>> begin Excerpt provided
Lowry is not yet in the position to muse about who he would like to partner, but having leapt to 10th in the standings, just one place outside the automatic berths, he can certainly focus on Minnesota, knowing that his debut is just a few good performances away. Granted, the pain of conceding a four-shot lead in the final round will hurt for some time yet, but in the game of golf learning the lessons is everything. “If I didn’t do that I’d be silly,” Lowry said. “When I look back on this week, there will be a lot of positives to take from it, second place at the US Open, my best finish in a major, good ranking points, I’ve got more ahead for me now, and I’m hitting form at exactly the right time.”

Darren Clarke, the Europe captain, would have been delighted to have witnessed his fellow Irishman’s resurgence. Lowry showed he could handle the big time when winning the WGC Bridgestone Invitational in Akron last year and was a valued member of the Europe team who crushed Asia in the EurAsia Cup Kuala Lumpur in January.

Lowry is missing the points-fest which will be next week’s France Open because he feels obliged to defend his WGC title, but he will be back in the race in the following week’s Scottish Open at Castle Stuart and, with his links pedigree, will fancy himself both there and at the Open Championship at Royal Troon the next week.

Jack Nicklaus is just one of the legends tipping the 29-year-old to build on his brush with major glory. “Shane’s such a good player and it isn’t a question that he doesn’t know how to win,” Nicklaus said. “It’s just how you apply what happened to you for the next time you are in a similar situation. He’ll ask himself, ‘What did I do, what cost me?’ and it’s how he responds to those questions.

“I remember Rory [McIlroy] after the Masters in 2011, in which he had shot that 80 [when also holding a four-shot lead]. I said to him, ‘Did you learn anything?’ And he said, ‘I think so’. He was getting ready to go to the US Open and so I said, ‘Well if you learnt something, apply it to your next situation’. And he won – by eight shots. So you learn from your mistakes but you also have to learn when you play well. You have to learn both ways.”
>> end Excerpt provided
# [Exercises to complete]
A - Answer these questions from the article on Shane Lowry:
(i) To what place in the standings has Lowry leapt?
(ii) Which event did Lowry win in Akron last year?
(iii) By how many shots did Rory McIlroy win the US Open, according to Nicklaus?
B - Write out everything in the article on Shane Lowry from "Darren Clarke, the" down to "the next week.".
The records were taken from a separate source.
>> begin Information shown
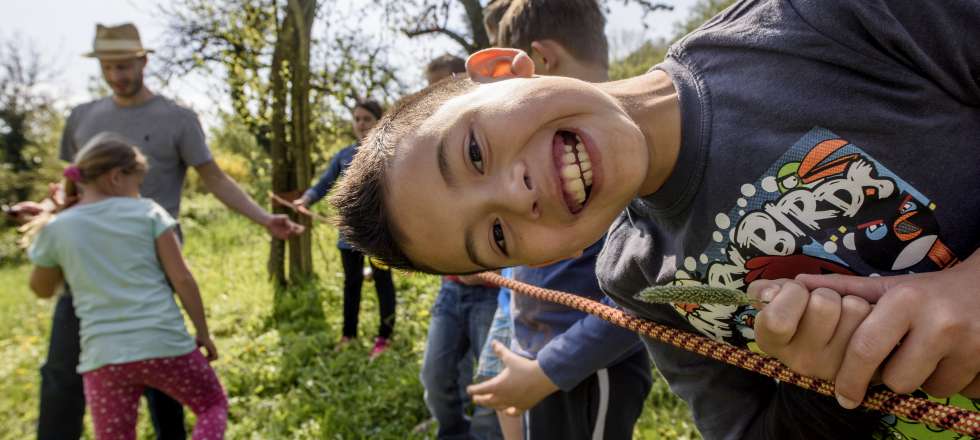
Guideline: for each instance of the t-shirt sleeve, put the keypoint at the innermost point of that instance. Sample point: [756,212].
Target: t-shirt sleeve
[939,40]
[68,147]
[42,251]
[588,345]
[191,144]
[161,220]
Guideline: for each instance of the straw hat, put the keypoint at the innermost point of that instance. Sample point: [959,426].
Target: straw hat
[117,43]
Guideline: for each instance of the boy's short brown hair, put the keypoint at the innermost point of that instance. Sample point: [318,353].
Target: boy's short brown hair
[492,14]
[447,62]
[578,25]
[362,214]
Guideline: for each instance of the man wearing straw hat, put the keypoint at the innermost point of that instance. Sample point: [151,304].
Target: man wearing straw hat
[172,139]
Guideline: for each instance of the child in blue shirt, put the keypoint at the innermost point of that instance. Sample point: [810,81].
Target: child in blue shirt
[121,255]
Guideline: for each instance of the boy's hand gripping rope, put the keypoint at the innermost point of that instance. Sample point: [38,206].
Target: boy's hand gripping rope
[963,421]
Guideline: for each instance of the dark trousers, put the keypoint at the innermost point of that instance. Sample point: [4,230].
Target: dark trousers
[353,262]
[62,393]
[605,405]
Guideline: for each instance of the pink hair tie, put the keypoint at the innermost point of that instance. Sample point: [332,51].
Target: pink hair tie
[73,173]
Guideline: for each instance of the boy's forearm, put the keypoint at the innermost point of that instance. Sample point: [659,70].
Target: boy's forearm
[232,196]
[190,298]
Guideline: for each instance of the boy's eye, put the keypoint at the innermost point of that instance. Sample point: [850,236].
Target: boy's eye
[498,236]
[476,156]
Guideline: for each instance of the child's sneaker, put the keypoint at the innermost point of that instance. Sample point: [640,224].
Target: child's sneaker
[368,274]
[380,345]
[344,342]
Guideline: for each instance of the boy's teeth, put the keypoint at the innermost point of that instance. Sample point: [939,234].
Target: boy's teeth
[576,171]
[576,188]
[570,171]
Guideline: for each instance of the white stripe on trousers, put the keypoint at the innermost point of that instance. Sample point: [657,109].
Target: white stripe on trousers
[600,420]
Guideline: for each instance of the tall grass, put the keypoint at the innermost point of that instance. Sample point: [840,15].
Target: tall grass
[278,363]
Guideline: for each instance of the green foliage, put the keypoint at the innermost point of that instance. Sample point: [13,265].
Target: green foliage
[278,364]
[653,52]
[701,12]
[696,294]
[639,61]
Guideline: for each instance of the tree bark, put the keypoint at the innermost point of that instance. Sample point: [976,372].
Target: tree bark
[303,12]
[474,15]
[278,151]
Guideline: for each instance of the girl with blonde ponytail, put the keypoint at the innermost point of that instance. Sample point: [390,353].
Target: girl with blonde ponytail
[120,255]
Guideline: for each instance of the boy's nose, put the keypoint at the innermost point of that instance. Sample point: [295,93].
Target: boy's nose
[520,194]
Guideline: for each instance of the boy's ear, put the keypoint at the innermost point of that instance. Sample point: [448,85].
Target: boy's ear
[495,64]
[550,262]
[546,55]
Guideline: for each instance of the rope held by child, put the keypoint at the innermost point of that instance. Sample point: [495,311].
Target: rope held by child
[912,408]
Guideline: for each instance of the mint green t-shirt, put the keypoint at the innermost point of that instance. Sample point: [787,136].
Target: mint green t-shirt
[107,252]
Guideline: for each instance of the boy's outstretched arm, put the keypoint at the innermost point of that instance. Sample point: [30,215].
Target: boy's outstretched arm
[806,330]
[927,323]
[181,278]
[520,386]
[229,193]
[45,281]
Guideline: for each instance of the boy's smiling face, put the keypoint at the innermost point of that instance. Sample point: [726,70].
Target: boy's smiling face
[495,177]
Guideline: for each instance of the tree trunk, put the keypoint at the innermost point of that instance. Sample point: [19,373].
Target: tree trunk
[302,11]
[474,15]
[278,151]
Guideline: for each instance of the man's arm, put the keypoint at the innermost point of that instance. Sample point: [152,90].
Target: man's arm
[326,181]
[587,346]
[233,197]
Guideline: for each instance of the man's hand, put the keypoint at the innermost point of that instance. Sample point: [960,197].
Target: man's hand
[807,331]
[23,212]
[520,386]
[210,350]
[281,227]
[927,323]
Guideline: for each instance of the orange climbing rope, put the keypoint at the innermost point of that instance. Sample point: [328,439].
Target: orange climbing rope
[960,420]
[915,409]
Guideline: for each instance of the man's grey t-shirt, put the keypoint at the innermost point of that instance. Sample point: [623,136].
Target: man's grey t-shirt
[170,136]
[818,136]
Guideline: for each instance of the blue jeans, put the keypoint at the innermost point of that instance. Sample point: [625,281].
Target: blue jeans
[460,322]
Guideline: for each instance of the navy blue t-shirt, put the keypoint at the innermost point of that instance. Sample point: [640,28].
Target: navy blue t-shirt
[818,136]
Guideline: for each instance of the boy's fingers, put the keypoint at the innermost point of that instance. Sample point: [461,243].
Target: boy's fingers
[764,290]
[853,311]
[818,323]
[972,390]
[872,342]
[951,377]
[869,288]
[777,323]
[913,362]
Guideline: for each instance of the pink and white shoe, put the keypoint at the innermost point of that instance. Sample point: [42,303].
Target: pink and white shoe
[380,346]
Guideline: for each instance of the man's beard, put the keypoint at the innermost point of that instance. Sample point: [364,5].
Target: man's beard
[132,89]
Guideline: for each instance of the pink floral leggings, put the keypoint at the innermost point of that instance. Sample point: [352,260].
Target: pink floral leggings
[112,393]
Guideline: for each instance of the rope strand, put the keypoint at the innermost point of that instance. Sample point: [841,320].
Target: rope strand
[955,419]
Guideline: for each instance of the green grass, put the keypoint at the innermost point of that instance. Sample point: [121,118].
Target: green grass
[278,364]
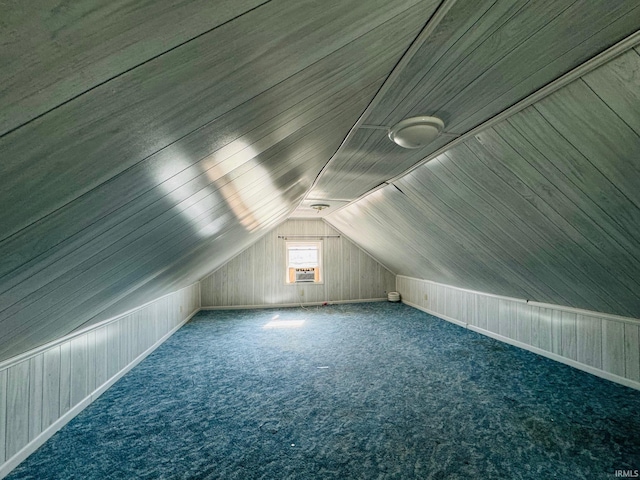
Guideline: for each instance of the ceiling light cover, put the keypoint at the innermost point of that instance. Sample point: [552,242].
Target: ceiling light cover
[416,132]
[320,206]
>> end Information shown
# [Set of answers]
A -
(i) 10th
(ii) The WGC Bridgestone Invitational
(iii) Eight

B -
Darren Clarke, the Europe captain, would have been delighted to have witnessed his fellow Irishman’s resurgence. Lowry showed he could handle the big time when winning the WGC Bridgestone Invitational in Akron last year and was a valued member of the Europe team who crushed Asia in the EurAsia Cup Kuala Lumpur in January.

Lowry is missing the points-fest which will be next week’s France Open because he feels obliged to defend his WGC title, but he will be back in the race in the following week’s Scottish Open at Castle Stuart and, with his links pedigree, will fancy himself both there and at the Open Championship at Royal Troon the next week.